Exercise goal ▸
Copy the lines below verbatim, but only from the line containing "the small unripe" through the end of the data.

Record excerpts ▸

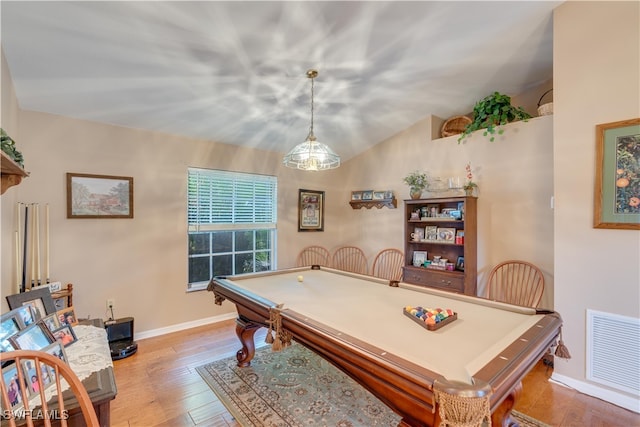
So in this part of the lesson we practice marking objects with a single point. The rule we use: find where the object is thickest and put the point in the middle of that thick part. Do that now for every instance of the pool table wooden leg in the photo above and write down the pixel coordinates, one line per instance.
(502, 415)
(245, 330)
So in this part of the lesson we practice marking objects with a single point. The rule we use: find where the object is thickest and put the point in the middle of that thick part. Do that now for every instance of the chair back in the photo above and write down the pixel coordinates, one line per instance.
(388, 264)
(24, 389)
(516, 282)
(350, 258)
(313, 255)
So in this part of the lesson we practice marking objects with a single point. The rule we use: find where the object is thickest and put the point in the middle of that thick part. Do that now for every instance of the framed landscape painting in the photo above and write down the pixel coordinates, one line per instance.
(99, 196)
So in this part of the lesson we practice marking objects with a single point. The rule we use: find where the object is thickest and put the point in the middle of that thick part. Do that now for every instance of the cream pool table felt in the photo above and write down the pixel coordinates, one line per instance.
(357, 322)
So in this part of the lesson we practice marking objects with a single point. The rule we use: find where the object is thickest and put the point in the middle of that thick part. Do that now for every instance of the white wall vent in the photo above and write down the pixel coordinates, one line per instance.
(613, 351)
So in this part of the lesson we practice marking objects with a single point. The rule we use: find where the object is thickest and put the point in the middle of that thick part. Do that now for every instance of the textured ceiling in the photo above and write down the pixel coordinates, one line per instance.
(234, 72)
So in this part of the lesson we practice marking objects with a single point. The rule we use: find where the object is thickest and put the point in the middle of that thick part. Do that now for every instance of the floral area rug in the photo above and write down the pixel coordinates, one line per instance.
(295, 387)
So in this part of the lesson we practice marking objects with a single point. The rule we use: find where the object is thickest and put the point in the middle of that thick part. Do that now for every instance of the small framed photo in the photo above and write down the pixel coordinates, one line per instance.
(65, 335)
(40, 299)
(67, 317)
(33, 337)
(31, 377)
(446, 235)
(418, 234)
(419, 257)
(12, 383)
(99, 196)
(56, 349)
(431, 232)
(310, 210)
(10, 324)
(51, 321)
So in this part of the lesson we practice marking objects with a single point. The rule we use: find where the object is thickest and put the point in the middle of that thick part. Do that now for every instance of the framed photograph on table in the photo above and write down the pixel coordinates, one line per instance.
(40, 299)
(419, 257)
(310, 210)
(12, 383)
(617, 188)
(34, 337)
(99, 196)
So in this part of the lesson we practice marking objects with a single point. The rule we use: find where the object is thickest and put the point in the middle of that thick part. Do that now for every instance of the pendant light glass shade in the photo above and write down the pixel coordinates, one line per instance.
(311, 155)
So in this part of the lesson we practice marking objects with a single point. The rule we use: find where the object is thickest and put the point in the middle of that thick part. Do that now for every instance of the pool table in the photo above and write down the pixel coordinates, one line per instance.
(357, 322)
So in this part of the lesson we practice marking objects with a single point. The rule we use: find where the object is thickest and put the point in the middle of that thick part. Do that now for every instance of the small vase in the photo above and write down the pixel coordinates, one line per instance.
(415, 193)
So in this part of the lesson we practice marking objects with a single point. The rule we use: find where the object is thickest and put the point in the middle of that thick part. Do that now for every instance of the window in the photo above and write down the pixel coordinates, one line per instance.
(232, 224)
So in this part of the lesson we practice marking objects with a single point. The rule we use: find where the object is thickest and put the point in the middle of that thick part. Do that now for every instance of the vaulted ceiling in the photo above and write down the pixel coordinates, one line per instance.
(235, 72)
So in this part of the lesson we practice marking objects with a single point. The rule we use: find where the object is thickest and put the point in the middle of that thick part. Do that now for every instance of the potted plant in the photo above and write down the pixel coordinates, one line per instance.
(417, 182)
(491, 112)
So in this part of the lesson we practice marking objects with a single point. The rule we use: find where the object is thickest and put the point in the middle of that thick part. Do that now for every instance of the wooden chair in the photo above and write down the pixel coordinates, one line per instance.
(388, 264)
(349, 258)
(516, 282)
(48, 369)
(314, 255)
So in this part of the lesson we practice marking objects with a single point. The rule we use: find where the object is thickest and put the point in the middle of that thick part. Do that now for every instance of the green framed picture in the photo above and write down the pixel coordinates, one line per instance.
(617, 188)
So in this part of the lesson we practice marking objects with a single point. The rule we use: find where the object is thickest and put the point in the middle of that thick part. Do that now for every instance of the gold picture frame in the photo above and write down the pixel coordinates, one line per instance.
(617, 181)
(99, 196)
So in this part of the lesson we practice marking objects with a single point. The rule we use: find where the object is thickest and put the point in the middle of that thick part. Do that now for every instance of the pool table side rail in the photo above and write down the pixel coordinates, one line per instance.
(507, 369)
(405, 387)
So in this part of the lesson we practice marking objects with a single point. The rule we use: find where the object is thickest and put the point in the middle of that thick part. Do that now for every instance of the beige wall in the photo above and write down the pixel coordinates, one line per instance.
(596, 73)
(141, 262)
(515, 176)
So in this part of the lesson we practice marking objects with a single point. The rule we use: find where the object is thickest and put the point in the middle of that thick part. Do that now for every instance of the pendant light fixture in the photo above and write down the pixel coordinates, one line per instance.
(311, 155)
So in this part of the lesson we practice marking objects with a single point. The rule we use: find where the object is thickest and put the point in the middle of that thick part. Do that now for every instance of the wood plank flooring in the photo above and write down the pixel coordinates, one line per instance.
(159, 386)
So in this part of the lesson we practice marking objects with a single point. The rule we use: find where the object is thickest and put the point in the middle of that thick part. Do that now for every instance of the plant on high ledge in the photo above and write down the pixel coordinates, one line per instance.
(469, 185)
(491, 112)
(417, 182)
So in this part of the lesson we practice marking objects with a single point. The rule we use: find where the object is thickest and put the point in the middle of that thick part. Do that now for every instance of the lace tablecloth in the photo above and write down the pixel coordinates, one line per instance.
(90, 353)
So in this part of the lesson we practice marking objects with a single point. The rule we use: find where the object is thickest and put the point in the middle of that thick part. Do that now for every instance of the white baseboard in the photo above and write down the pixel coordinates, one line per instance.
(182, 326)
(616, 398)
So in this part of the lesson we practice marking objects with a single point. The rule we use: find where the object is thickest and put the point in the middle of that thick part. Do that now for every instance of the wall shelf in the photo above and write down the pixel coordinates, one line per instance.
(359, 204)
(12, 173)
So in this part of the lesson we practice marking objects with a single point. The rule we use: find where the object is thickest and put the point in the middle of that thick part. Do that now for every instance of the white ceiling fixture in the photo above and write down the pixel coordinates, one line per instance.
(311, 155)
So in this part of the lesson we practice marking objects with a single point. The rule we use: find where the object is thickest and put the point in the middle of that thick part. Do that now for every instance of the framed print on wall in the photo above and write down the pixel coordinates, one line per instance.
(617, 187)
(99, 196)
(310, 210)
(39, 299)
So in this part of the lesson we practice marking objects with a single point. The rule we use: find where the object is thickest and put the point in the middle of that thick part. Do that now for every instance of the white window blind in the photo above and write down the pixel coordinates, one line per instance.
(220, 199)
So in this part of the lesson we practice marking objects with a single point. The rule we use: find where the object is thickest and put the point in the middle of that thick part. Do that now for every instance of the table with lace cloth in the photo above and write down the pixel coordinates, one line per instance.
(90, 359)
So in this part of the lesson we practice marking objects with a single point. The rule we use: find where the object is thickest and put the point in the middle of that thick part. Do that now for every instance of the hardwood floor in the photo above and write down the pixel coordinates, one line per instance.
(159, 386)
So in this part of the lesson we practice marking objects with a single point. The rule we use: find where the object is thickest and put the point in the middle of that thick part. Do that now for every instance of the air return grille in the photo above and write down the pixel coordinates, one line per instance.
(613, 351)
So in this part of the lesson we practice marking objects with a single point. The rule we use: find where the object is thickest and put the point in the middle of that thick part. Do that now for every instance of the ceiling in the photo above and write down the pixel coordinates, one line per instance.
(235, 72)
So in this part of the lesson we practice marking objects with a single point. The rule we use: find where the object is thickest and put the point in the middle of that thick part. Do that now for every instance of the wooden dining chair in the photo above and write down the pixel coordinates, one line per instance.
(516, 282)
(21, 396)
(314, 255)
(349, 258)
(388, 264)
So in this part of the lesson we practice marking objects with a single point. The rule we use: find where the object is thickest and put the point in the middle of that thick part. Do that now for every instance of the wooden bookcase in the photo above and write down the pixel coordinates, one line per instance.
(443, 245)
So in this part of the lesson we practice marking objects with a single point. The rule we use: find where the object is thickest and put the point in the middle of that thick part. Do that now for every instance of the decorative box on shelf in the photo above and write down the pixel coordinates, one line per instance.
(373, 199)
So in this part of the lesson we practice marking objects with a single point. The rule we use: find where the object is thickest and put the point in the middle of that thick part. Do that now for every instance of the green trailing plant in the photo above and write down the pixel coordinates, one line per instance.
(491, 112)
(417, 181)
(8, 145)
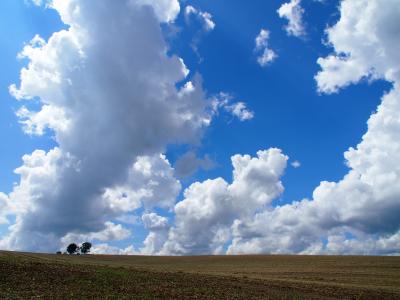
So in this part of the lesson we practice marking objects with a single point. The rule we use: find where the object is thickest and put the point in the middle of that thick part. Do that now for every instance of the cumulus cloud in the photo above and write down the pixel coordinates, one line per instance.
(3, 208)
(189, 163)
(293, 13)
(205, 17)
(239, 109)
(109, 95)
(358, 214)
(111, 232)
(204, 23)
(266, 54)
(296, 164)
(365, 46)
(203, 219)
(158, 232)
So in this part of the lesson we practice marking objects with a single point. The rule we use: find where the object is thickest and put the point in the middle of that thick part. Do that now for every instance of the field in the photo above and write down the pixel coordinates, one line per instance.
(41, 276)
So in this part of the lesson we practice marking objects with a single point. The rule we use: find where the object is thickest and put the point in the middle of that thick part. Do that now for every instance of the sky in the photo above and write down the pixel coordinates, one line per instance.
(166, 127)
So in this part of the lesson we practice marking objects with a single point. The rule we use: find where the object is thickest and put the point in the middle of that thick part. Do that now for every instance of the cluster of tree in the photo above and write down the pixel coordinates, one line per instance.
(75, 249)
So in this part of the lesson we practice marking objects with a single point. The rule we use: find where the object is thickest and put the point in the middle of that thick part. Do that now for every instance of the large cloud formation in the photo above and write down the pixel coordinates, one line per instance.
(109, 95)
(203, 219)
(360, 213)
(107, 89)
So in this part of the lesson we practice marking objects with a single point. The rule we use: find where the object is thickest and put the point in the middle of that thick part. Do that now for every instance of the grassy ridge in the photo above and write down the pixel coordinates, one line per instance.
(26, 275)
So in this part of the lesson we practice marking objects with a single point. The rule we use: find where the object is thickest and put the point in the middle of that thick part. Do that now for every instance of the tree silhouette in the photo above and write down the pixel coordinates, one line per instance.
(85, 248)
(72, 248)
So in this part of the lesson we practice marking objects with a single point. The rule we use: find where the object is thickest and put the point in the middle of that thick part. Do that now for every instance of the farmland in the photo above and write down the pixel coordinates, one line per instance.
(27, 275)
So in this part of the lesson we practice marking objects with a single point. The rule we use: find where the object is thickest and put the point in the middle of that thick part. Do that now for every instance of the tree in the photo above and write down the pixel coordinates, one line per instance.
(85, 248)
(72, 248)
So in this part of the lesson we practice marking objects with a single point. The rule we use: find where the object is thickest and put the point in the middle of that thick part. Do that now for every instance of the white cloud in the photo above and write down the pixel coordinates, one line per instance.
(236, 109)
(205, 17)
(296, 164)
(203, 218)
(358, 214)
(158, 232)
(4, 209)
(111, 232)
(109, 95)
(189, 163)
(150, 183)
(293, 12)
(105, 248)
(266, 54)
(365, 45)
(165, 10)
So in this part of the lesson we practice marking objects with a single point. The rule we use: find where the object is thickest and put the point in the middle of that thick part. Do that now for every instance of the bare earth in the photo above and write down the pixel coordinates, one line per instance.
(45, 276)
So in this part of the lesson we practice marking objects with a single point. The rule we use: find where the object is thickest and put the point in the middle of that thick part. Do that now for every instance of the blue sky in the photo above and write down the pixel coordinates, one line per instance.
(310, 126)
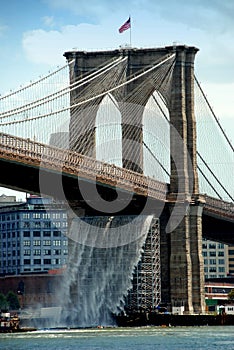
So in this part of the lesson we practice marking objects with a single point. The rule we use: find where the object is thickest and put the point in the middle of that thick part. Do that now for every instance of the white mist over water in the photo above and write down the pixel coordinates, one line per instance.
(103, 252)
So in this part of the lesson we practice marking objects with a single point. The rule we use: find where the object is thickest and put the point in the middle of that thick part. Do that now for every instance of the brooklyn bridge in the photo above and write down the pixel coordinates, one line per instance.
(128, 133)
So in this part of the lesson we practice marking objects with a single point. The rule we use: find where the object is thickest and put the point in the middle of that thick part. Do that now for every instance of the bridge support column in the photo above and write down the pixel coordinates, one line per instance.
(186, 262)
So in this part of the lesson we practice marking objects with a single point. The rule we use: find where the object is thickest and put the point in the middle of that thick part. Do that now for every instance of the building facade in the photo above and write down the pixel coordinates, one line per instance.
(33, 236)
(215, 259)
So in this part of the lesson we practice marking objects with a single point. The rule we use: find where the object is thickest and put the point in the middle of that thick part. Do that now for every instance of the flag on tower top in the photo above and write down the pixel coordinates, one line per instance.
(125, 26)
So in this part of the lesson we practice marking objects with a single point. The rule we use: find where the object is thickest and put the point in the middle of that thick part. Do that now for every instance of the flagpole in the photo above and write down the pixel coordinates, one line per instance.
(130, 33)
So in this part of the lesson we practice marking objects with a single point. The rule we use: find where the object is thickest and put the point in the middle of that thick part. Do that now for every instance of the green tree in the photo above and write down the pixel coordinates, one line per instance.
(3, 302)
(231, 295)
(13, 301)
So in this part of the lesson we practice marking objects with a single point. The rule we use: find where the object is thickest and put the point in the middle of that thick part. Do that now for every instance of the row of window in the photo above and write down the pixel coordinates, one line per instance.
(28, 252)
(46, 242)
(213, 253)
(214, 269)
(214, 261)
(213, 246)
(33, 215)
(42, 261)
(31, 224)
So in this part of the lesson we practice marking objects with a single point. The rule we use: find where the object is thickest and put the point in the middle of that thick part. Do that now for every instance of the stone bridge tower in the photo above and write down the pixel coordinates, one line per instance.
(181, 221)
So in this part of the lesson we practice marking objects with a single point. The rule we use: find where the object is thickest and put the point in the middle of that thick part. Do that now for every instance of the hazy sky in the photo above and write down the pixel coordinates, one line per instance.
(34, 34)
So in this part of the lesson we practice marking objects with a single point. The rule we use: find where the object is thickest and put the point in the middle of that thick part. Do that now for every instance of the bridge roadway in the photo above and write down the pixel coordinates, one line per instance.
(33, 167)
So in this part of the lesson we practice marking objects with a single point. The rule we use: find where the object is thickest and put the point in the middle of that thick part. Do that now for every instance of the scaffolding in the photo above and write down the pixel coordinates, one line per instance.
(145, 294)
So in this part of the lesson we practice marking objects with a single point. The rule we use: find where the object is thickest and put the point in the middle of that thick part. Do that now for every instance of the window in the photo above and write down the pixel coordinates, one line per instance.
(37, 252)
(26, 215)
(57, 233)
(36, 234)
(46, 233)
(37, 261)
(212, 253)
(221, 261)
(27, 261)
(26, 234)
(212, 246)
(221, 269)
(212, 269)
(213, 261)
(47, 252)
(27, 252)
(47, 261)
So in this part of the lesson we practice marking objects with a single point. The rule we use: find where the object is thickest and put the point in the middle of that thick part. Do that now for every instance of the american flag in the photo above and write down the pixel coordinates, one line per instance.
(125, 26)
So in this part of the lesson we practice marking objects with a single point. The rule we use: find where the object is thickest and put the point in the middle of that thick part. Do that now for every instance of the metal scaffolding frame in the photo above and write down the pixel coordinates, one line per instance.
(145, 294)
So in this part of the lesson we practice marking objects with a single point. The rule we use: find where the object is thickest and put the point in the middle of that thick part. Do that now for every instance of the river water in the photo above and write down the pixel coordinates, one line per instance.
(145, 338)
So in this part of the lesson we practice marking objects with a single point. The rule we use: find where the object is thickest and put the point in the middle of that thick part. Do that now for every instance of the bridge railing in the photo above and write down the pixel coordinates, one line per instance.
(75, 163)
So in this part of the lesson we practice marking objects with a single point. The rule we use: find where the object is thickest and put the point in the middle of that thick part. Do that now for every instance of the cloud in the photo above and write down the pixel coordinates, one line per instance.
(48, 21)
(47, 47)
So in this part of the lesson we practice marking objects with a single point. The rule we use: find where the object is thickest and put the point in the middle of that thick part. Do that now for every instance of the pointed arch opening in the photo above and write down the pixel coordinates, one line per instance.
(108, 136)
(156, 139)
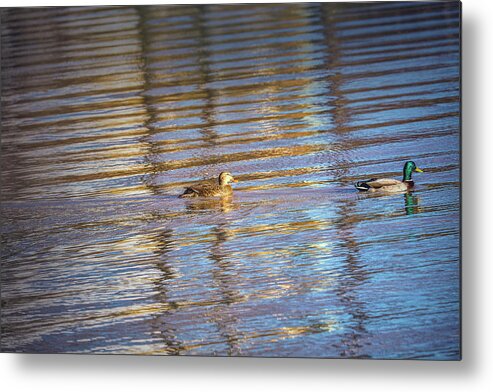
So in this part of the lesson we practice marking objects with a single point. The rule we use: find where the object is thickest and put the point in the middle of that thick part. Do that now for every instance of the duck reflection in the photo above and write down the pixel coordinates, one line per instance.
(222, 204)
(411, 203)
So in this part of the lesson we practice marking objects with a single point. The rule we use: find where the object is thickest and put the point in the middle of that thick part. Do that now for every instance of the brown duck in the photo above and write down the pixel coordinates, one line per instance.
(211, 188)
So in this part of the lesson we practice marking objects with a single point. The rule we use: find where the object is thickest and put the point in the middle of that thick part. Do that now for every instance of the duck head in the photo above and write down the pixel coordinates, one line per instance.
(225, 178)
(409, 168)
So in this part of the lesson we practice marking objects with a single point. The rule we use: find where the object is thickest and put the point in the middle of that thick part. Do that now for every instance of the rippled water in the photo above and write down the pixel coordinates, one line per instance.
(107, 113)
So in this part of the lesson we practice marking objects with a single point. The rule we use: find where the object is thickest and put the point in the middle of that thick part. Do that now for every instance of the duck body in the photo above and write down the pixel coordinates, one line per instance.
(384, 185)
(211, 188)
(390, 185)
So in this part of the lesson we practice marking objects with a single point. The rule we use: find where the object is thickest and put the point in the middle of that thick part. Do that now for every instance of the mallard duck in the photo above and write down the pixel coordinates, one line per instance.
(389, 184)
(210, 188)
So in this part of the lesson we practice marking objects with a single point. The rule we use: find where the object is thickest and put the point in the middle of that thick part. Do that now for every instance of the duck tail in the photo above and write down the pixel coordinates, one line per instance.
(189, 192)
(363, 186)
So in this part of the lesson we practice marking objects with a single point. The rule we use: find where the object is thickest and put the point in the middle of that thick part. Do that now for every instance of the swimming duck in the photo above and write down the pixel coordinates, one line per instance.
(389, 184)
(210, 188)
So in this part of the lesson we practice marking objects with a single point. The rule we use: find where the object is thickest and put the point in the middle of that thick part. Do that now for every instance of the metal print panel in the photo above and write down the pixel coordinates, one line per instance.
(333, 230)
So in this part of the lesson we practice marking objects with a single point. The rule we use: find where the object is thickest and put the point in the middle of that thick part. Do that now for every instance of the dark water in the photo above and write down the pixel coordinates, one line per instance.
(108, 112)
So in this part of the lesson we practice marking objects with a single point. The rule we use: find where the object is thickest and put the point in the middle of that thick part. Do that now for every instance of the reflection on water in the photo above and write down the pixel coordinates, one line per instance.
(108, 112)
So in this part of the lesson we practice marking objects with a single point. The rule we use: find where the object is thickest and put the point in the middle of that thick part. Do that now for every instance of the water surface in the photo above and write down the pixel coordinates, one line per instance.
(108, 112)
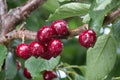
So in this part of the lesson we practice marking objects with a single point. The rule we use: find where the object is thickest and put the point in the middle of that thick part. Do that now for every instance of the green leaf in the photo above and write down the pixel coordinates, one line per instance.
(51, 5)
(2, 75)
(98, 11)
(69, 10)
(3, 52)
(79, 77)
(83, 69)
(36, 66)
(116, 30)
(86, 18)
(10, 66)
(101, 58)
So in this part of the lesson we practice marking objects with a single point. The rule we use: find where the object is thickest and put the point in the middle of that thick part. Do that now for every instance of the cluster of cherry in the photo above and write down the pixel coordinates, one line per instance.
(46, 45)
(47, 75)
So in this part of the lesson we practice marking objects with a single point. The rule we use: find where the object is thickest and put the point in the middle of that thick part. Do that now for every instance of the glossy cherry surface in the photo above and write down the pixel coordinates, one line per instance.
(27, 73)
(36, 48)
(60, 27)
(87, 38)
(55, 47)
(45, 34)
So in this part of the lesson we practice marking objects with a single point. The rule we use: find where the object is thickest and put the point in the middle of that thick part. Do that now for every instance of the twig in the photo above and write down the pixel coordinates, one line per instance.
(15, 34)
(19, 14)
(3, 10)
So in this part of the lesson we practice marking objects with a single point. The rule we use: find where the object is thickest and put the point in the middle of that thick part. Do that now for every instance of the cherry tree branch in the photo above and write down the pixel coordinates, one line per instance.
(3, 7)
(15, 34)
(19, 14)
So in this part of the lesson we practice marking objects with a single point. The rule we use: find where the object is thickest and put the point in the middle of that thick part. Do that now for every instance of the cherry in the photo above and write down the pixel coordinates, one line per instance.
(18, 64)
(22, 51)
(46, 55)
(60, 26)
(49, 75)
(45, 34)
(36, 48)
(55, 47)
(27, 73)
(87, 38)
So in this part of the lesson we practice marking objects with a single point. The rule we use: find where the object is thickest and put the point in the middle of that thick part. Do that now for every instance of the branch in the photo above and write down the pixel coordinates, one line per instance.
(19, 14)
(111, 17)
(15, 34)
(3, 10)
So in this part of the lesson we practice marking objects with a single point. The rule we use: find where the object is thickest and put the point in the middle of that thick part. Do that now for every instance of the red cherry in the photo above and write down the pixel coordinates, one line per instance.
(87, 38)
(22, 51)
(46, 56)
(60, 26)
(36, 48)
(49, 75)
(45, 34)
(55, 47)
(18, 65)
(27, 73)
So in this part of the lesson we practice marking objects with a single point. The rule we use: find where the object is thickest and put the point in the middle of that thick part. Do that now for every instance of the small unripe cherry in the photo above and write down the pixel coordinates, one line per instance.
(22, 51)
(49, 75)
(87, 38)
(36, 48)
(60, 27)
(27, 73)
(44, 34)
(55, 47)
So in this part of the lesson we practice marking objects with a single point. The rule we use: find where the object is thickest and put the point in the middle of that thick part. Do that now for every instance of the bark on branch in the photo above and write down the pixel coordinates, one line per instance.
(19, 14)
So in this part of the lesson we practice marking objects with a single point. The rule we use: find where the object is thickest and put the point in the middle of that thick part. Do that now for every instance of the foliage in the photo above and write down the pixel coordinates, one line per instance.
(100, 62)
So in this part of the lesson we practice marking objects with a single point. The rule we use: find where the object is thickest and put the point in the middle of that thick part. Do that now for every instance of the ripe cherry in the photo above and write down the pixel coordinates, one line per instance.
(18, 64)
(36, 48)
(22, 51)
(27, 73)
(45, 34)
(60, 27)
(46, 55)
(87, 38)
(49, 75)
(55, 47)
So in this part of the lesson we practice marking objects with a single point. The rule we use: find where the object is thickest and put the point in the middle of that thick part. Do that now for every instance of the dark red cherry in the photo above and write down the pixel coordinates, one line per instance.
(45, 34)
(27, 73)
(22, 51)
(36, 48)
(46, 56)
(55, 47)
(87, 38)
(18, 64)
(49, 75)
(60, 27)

Output for this task ▸
So in this part of the lesson we practice marking objects with a single point. The rule we use: find where the object is thickest and put the point in the middle of that thick part. Do that now for every instance of the small unripe cherry in the photo above and write down the pixel coordinates, one line per instance.
(22, 51)
(49, 75)
(87, 38)
(36, 48)
(60, 27)
(27, 73)
(44, 34)
(55, 47)
So in this part of the lesson we practice marking objects with a single point. The rule we use: find where the object is thickest and put the point in the middle of that thick part. Do that now for every instance of the bark on branch in the photo above and write down the pixel coordinates, one line per instance.
(19, 14)
So in this part of the lesson we practice marking objects with a single point. The rule we use: find where the object is thickest and put the point in the middle of that thick part. Do that now for every instance of the foliage in the photo above and write down the pixel coordinates, one line per instance.
(100, 62)
So in this part of the lesson we practice marking objects with a single point. The rule we use: find where the object is thickest and put the point in the middle of that thick part. Do that now for every instance of the ripe cherry in the photo above and write down the pixel coordinates, one line per instance.
(18, 64)
(36, 48)
(22, 51)
(27, 73)
(45, 34)
(60, 27)
(46, 55)
(87, 38)
(49, 75)
(55, 47)
So in this part of the lesson we practice marking objects with a single point. The rule we use: find where the object is thickest and put the point in the middle of that thick part. Do that now for every instance of the dark red cherry in the photo above and write down the pixel coordinates, one line per instance.
(45, 34)
(27, 73)
(22, 51)
(36, 48)
(46, 56)
(55, 47)
(87, 38)
(18, 64)
(49, 75)
(60, 27)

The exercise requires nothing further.